*Direction:*
Return every record verbatim.

# START OF Exercise materials

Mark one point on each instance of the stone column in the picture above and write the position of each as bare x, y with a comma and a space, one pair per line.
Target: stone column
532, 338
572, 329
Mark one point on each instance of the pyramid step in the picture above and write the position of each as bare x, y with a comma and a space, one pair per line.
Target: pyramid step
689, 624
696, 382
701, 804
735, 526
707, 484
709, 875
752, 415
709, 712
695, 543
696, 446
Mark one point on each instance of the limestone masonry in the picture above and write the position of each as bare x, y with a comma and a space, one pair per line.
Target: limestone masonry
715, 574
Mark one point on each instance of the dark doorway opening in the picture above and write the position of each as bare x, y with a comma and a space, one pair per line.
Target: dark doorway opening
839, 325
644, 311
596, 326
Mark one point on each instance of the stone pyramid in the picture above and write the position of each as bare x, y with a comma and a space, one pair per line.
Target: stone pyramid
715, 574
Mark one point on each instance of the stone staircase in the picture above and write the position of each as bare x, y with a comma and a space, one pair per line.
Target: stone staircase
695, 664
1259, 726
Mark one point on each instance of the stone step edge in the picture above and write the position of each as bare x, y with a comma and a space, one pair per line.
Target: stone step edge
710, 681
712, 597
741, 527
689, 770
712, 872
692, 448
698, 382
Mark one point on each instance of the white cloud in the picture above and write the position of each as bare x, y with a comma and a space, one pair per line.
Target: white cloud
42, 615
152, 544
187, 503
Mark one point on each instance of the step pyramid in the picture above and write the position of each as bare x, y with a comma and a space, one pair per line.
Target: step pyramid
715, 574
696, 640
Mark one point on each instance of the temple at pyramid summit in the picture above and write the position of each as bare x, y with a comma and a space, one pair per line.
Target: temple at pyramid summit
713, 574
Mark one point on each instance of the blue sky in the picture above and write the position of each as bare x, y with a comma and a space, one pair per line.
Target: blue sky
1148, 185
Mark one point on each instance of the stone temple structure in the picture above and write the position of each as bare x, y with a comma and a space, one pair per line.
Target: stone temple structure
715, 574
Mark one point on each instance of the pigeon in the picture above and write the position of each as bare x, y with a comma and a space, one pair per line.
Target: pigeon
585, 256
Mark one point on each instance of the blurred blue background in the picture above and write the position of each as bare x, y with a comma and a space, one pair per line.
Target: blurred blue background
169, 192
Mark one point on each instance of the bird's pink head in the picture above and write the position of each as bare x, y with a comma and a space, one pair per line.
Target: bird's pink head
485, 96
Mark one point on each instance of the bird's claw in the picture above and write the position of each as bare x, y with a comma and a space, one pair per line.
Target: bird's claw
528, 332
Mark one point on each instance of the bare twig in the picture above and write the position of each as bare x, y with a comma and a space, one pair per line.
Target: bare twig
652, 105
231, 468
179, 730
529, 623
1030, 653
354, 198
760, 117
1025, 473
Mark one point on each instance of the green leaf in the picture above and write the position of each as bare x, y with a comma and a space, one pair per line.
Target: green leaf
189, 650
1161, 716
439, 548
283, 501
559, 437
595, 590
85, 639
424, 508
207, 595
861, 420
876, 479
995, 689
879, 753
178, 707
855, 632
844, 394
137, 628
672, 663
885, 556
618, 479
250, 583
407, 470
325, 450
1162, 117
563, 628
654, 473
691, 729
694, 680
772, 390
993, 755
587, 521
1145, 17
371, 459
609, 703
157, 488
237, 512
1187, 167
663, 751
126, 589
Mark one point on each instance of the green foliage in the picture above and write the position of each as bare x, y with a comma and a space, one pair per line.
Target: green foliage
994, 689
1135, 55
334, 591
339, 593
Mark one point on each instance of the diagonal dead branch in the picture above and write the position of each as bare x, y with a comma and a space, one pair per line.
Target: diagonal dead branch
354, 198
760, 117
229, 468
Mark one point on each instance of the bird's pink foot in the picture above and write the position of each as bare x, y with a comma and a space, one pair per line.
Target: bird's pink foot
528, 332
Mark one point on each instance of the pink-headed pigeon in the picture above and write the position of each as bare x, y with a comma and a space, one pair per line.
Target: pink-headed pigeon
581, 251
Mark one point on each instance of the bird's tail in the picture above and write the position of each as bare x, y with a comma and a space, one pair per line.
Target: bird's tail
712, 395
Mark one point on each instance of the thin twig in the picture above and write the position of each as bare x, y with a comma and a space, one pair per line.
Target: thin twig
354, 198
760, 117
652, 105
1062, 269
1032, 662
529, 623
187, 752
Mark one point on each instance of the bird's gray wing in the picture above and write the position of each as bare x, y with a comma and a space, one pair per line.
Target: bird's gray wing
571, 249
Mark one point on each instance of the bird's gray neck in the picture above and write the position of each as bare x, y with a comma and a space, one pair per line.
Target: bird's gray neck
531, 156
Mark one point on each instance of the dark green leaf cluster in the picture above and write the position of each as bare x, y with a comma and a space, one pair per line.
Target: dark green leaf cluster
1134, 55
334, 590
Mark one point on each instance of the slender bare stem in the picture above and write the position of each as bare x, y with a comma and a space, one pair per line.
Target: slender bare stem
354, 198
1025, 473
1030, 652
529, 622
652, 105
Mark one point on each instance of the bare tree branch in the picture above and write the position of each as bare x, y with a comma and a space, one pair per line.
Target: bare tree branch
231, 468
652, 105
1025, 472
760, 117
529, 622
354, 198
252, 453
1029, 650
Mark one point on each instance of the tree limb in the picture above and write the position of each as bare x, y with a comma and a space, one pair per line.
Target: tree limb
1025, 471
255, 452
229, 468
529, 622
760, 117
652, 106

# END OF Exercise materials

*Solution:*
Mark one point on each instance of the stone column in the picture above and write the position of each as bare x, y with a comma and a space, one pair per line.
Target: stone column
532, 338
572, 329
Mark one point on each instance of the pyramid step in the picture above and write the position of each as bare x, y with a comma and a space, one pair per line.
Target: pyramid step
689, 624
696, 382
701, 804
735, 526
707, 484
709, 875
752, 415
709, 712
695, 543
696, 446
Mark one point on each instance of the limestone masonry in the picture above and write the position of each as bare x, y with a comma and a space, one pair per line.
Target: limestone masonry
715, 574
Mark one point on each instance of the dark doorway opening in the picture above and write the position of each as bare x, y with a comma and a space, one pair per line.
Target: dark doorway opening
839, 325
644, 311
596, 326
Mark one point on each instance of the stone pyramid in the picture above and write the position of each as bare x, y with a comma and a space, one pair per line.
Target: stone pyramid
715, 574
Mark one point on each instance of the stone staircase in the picture above and write the position of each as bare x, y with a comma and a space, one pair per line.
Target: stone staircase
695, 664
1259, 726
Mark one point on each instance of the stone step edge in the picture above and write the position of each as bare x, y with a comma and a space, one pair per line.
Target: stone step edge
710, 681
712, 597
741, 527
689, 770
712, 872
692, 448
698, 382
Mark one point on each instance of the white cloud in the picture above and write the position of each as bare x, y with a comma and a space, one pair per line.
Target: white cloud
42, 615
152, 544
187, 503
Mark one point on each instance of the step pyramid in the picture above and write the position of each as bare x, y with a comma and a space, one pair per line.
Target: step pyramid
715, 574
696, 640
Mark one point on each instance of the temple at pyramid summit in the picture above and write the position of each as bare x, y with a comma and a space, one pair per line.
Target: temple at pyramid summit
713, 574
Mark one point on each instance of the blue sky in the picture above and write the position of each as bare x, y with a comma and a space, one pair per line.
Target: blue sky
1148, 185
Mark one point on each instance of the stone temple structure in the picture above and write the position of each as bare x, y with a comma and a space, one pair per line.
Target: stone temple structure
715, 574
Mark one point on each instance of the pigeon in the picture above and write the position of each as bare x, y with a comma and a space, one pair per line.
Target: pigeon
585, 256
Mark one point on each instance of the blurred blue background in the picture above and write the position of each as bare x, y with a comma and a space, one pair per line.
Target: blurred blue background
169, 192
Mark one point on each instance of the bird's pink head in the picture above and write the position of each as bare x, y with a comma and a space, one pair per line.
Target: bird's pink head
485, 96
Mark one point on each instance of the bird's claw in the picture above and write the position of each as bare x, y with a comma and a space, one pair per line.
Target: bird's claw
528, 332
Mark one point on each instance of the bare twig in the picture above and write the position of each as bare x, y with a comma and a space, one pair per line.
Target: bare twig
652, 105
231, 468
179, 730
529, 623
1030, 653
354, 198
760, 117
1025, 473
Mark one point on each instance of the green leaf in the picture above and write the position of each as bare x, y with a comma and a space, one pair per line.
Target: green leaf
189, 650
1161, 716
439, 548
283, 501
559, 437
595, 590
85, 639
424, 508
207, 595
861, 420
876, 479
995, 689
879, 753
178, 707
855, 632
844, 394
137, 628
672, 663
885, 556
618, 479
250, 583
407, 470
325, 450
1162, 117
563, 628
654, 473
691, 729
694, 680
772, 390
993, 755
587, 521
1145, 17
371, 459
609, 703
157, 488
237, 512
1187, 167
663, 751
126, 589
Mark one point on each instance of the green foliage in the picture above and write the position of each as bare x, y with a comma and a space, one pair per line.
Target: green foliage
994, 689
1135, 55
334, 591
339, 593
Mark one point on each instance of the diagonal dead branch in the picture above and write the position of each as bare x, y with a comma and a space, one pair per line.
Target: diagonal dead branch
354, 198
760, 117
229, 468
Mark one point on each instance of the bird's pink foot in the picture above and write the position of each as bare x, y with a comma and a space, one pair per line.
Target: bird's pink foot
528, 332
Mark one point on each instance of the pink-headed pigeon in the picture above and write the position of each as bare x, y with a comma and a space, one pair per line.
Target: pink-headed pigeon
581, 251
Mark one point on each instance of the bird's tail in the picture above and write the position of each as bare x, y with a comma and a space, one pair per line.
Target: bird's tail
712, 395
Mark one point on each instance of the thin twig in the picture above and write the position of each as bare x, y with a comma and a space, one pair per line.
Target: thin twig
354, 198
760, 117
652, 105
1062, 269
1032, 662
529, 623
187, 752
Mark one point on each instance of the bird's gray wing in the picture above and write the position of each as bare x, y with a comma and a space, one pair per line.
Target: bird's gray wing
571, 249
Mark one point on each instance of the bird's gray neck in the picture above and write the position of each as bare x, y with a comma and a space, one pair per line.
Target: bird's gray neck
531, 156
Mark one point on each instance of the dark green leaf cluster in the picture above and write the position of each as bare x, y with a comma and a space, one pair per line.
Target: dark green leaf cluster
1134, 55
334, 590
Mark one point on each instance of the slender bare stem in the picture above and write the position of each as bare x, y with a comma and a space, one pair per line.
Target: slender bare stem
354, 198
1025, 473
1030, 652
529, 622
652, 105
Mark one point on each instance of the bare tree branch in the picture above and write the position of each as bare x, y with a comma and a space, one pair per line.
Target: bare tree branch
231, 468
652, 105
1025, 472
760, 117
529, 622
354, 198
252, 453
1029, 650
Mark one point on each instance of the tree limb in the picture above and write the position of each as bare x, y with a comma and a space, one pair per line.
Target: tree limb
1025, 471
255, 452
229, 468
529, 622
760, 117
652, 106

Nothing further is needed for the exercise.